START Document section

Song by Elizeth Cardoso

from the album Canção do Amor Demais
- Language: Portuguese
- English title: "No More Blues"
- Released: 1958
- Recorded: 1957
- Genre: Bossa nova
- Composer: Antônio Carlos Jobim
- Lyricist: Vinícius de Moraes

= Chega de Saudade =

Brazilian bossa nova jazz standard by Antônio Carlos Jobim

"Chega de Saudade" (/pt/), also known as "No More Blues", is a bossa nova song. It is often considered the first bossa nova song to have been recorded. "Chega de Saudade" and "The Girl from Ipanema" were both composed by Antônio Carlos Jobim with lyrics by Vinícius de Moraes.

==Overview==
The song was first recorded in 1957 by Brazilian singer Elizeth Cardoso and released on her 1958 album Canção do Amor Demais. However, her release of the song received little attention. João Gilberto made the second recorded version of the song, also in 1958. Released as a single, Gilberto's version became a hit and consolidated bossa nova as a permanent genre in the Latin music lexicon. In addition to its release as a single, the song also appeared on Gilberto's first album, Chega de Saudade.

END Document section
START Provided information

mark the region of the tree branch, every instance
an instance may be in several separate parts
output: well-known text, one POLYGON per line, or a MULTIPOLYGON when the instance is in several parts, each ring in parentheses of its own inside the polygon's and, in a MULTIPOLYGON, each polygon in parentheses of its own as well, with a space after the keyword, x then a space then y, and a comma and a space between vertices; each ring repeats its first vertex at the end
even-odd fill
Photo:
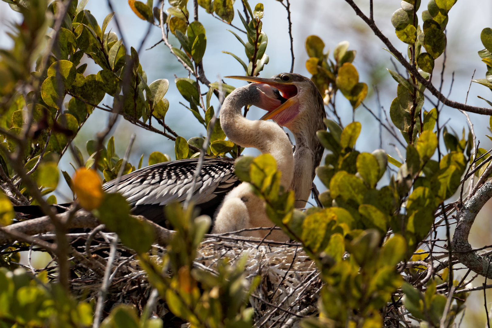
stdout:
POLYGON ((351 6, 354 9, 354 11, 355 11, 355 13, 357 14, 357 16, 361 17, 363 20, 366 22, 368 26, 369 26, 371 30, 372 30, 374 32, 376 36, 379 38, 379 39, 383 41, 383 43, 384 43, 387 47, 388 47, 388 49, 393 55, 395 55, 395 57, 396 57, 397 59, 398 59, 399 61, 400 62, 400 63, 403 65, 409 72, 412 73, 412 74, 416 77, 419 82, 422 83, 428 90, 430 91, 430 93, 432 93, 432 95, 436 97, 443 104, 450 107, 456 108, 457 109, 461 109, 466 112, 475 113, 482 115, 492 115, 492 108, 470 106, 469 105, 462 104, 461 103, 455 101, 454 100, 451 100, 445 97, 442 93, 440 92, 436 89, 435 89, 435 87, 434 87, 434 85, 432 85, 430 81, 426 80, 424 77, 420 75, 420 73, 419 73, 418 70, 417 69, 417 67, 415 65, 410 64, 410 63, 406 61, 401 53, 398 51, 396 48, 395 48, 394 46, 393 46, 388 38, 386 37, 386 36, 379 30, 379 29, 376 26, 376 24, 374 23, 374 21, 370 19, 369 17, 364 15, 364 13, 363 13, 359 7, 357 6, 357 5, 354 2, 353 0, 345 0, 345 2, 350 5, 350 6, 351 6))
POLYGON ((451 242, 454 257, 474 272, 489 278, 492 278, 492 268, 488 265, 489 257, 482 257, 477 252, 471 251, 471 245, 468 242, 468 238, 477 214, 491 197, 492 181, 489 181, 478 189, 457 213, 458 223, 451 242))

END Provided information

Summarize the text about "Chega de Saudade" in two sentences.

Answer for the task: "Chega de Saudade," also known as "No More Blues," is a bossa nova song by Antônio Carlos Jobim with lyrics by Vinícius de Moraes, and it is often considered the first bossa nova song to have been recorded. Elizeth Cardoso first recorded it in 1957 for her 1958 album, but her release drew little attention, while João Gilberto's 1958 version became a hit and consolidated bossa nova as a permanent genre.